▶ **PROBLEM DESCRIPTION**: Copy the records below word for word, and leave the pictures out of your copy.

▶ **TASK DATA**:

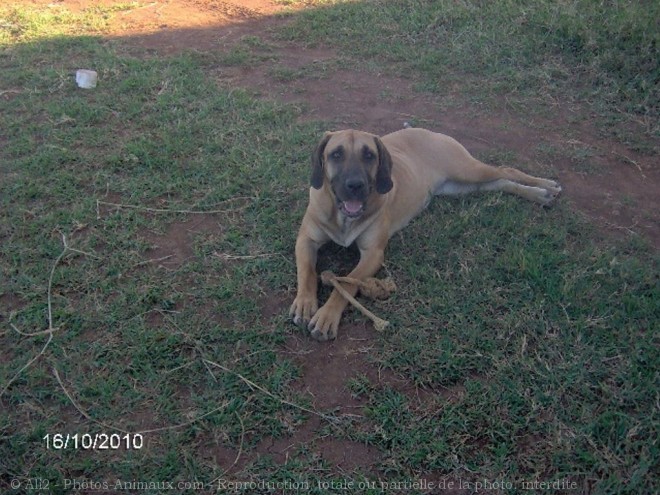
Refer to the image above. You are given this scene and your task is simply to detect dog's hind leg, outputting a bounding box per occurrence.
[434,157,561,205]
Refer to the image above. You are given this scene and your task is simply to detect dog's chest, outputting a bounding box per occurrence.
[324,213,370,247]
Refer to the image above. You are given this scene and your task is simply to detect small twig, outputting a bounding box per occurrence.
[612,151,646,179]
[321,272,390,332]
[53,366,229,435]
[96,196,252,220]
[133,254,174,268]
[0,332,53,397]
[209,411,245,486]
[0,234,88,397]
[202,358,337,424]
[212,251,277,261]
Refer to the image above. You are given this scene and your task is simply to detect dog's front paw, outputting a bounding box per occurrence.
[289,294,319,327]
[308,304,342,342]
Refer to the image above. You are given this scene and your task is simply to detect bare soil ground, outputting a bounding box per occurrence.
[24,0,660,482]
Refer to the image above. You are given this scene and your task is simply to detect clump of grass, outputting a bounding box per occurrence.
[283,0,660,131]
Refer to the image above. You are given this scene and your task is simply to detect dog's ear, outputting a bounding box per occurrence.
[311,132,332,189]
[374,137,394,194]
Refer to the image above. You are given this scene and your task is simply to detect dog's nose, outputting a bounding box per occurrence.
[345,177,366,194]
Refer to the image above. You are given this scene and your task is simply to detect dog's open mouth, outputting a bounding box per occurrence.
[339,199,364,218]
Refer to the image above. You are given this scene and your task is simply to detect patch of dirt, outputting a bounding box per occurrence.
[144,215,220,269]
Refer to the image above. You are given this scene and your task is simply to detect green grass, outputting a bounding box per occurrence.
[283,0,660,140]
[0,1,660,494]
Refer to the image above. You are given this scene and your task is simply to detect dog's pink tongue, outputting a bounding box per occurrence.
[344,200,362,213]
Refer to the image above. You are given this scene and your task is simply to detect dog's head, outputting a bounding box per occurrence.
[312,130,392,218]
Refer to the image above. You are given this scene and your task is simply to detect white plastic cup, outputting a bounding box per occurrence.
[76,69,98,89]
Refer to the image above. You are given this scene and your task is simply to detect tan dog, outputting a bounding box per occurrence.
[289,129,561,340]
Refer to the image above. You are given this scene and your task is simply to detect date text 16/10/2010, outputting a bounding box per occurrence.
[42,433,144,450]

▶ **ANSWER TO THIS PROBLEM**:
Refer to the image above. You are given this scene and your task is simply to detect dog's hind leg, outputting a bounding box per occurrence.
[434,157,561,205]
Refer to the image above. You are given this scene and your task is simply to detect dog's chest, outputting a bounding box per occurrence.
[324,213,370,247]
Refer to the image above. You are given this scene and your task is simply to detect small twig, outputting a bounding box per occurrence.
[612,151,646,179]
[321,272,390,332]
[53,366,229,435]
[96,196,252,220]
[133,254,174,268]
[0,332,53,397]
[209,411,245,486]
[0,234,88,397]
[202,358,337,424]
[212,251,277,261]
Refer to the image above. You are given this scene and your task is simply to detect dog's front paw, outputting a bounding box per occurrence.
[289,294,319,327]
[308,304,342,342]
Refer to the image above. You are given this scene and your task is simply to detect bare soil ground, outputting a bounding box per occurrence.
[24,0,660,482]
Refer to the image above. You are given this scene and your task is simply to detect clump of grass, outputting a bounding box per occurrence.
[283,0,660,131]
Refer to the image above. You are given this scene and your task is simply to detect dog's ear, outputting a bounding box per occurrence.
[311,132,332,189]
[374,137,394,194]
Refer to the image above. You are given this scene and your task is simply to detect dog's nose, outputting a bounding box per occurrence.
[345,177,366,194]
Refer to the image above. You are given this scene and your task is simply to detect dog's open mouth, outputting a bounding box per occurrence.
[339,199,364,218]
Refer to the image above. You are given this scene and your task is simply to detect patch of dirt, outputting a bounding box per occurrence.
[144,215,220,269]
Refer to the image above. You are given this scene and your task is simply to detect green grass, outputting a bounding box per occurrence.
[283,0,660,140]
[0,1,660,494]
Refer to the image above. You are given this scene and your task is simply to detect dog's pink tongue, outputting a bounding box per occurrence.
[344,200,362,213]
Refer to the image above. You are given this scene and your task is simply to detect dog's head, outputting a bounding box per occurrence.
[312,130,392,218]
Refer to the image above. You are given this scene and your task is simply to detect white plastic cup, outputting a bounding box per occurrence.
[76,69,98,89]
Refer to the image above. You are given this scene and your task is simply to detect tan dog, outputting a bounding box per occurrence.
[289,129,561,340]
Refer to the image above. You are given this scene and your task is simply to detect date text 16/10/2010, outputting a bounding box per occurrence.
[42,433,144,450]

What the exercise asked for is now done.